PROBLEM SET —
1. In the post on mixed precision LU factorization, why is keeping the matrix in single rather than half precision called a lost opportunity?
2. Reproduce everything in the post on mixed precision LU factorization from "Modern GPUs are" down to "computed LU factors.".

TEXT SEGMENT —
Author Archives: Theo Mary

Mixed Precision LU Factorization on GPU Tensor Cores

Modern GPUs are equipped with mixed precision units called tensor cores that offer the capability of computing matrix–matrix products both at very high performance and with high accuracy. GPU tensor cores have been used to accelerate various numerical linear algebra algorithms. Among these, LU factorization is a natural candidate, since it can be written so as to heavily rely on matrix–matrix operations.

Haidar et al. were the first to propose an algorithm to compute the LU factorization of a general dense matrix exploiting GPU tensor cores, and obtained up to a 4x-5x speedup in the solution of various linear systems. Moreover, they also showed that the accuracy boost delivered by tensor cores could significantly improve the convergence of iterative methods preconditioned by the computed LU factors.

In a recent paper, Pierre Blanchard, Nick Higham, Florent Lopez, Srikara Pranesh, and I performed the rounding error analysis of an LU factorization algorithm exploiting what we called block FMAs—a generalization of tensor cores that also includes similar mixed precision units such as Google’s TPUs. We explained how block FMAs can be chained together to accumulate the result of intermediate computations in the higher precision (single precision for tensor cores), which allows for a significant accuracy boost.

However, these algorithms shared a common limitation: the matrix was stored in single, rather than half, precision. Indeed, if the matrix is stored in half precision, the accuracy boost is lost and the computed LU factors are essentially identical to those obtained by a standard LU factorization run entirely in half precision. This represents a lost opportunity, because storing the matrix in half precision not only halves the memory footprint, but also greatly reduces data movement, which brings a significant performance boost.

[Outline labeling rows]
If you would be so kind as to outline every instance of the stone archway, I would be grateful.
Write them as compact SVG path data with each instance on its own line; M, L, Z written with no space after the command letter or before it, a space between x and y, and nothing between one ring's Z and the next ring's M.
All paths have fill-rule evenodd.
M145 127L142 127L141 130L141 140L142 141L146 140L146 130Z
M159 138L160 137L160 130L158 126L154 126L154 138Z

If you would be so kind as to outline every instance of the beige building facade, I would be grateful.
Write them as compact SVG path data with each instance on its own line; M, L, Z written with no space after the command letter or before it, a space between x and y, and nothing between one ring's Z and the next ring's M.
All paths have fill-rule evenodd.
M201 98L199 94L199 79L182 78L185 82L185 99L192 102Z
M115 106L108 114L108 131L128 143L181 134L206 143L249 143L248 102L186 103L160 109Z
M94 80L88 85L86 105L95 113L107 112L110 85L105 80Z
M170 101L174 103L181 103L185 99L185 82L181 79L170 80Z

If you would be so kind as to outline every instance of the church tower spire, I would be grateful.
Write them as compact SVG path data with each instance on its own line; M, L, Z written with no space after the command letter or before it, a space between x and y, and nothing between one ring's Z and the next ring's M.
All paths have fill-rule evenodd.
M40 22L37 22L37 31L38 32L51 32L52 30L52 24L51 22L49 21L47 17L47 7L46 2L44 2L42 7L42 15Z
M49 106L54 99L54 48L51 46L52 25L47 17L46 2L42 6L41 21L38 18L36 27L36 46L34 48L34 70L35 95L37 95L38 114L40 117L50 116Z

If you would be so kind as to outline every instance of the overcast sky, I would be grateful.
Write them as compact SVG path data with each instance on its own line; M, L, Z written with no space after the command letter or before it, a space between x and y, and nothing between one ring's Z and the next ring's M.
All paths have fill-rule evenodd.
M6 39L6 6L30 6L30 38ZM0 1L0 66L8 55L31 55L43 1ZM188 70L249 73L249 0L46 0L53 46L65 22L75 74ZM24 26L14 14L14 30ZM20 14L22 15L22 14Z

SOLUTIONS PER TASK —
1. Storing the matrix in half precision would halve its memory footprint and greatly reduce data movement, which brings a significant performance boost. Keeping it in single precision gives up that gain.

2.
Modern GPUs are equipped with mixed precision units called tensor cores that offer the capability of computing matrix–matrix products both at very high performance and with high accuracy. GPU tensor cores have been used to accelerate various numerical linear algebra algorithms. Among these, LU factorization is a natural candidate, since it can be written so as to heavily rely on matrix–matrix operations.

Haidar et al. were the first to propose an algorithm to compute the LU factorization of a general dense matrix exploiting GPU tensor cores, and obtained up to a 4x-5x speedup in the solution of various linear systems. Moreover, they also showed that the accuracy boost delivered by tensor cores could significantly improve the convergence of iterative methods preconditioned by the computed LU factors.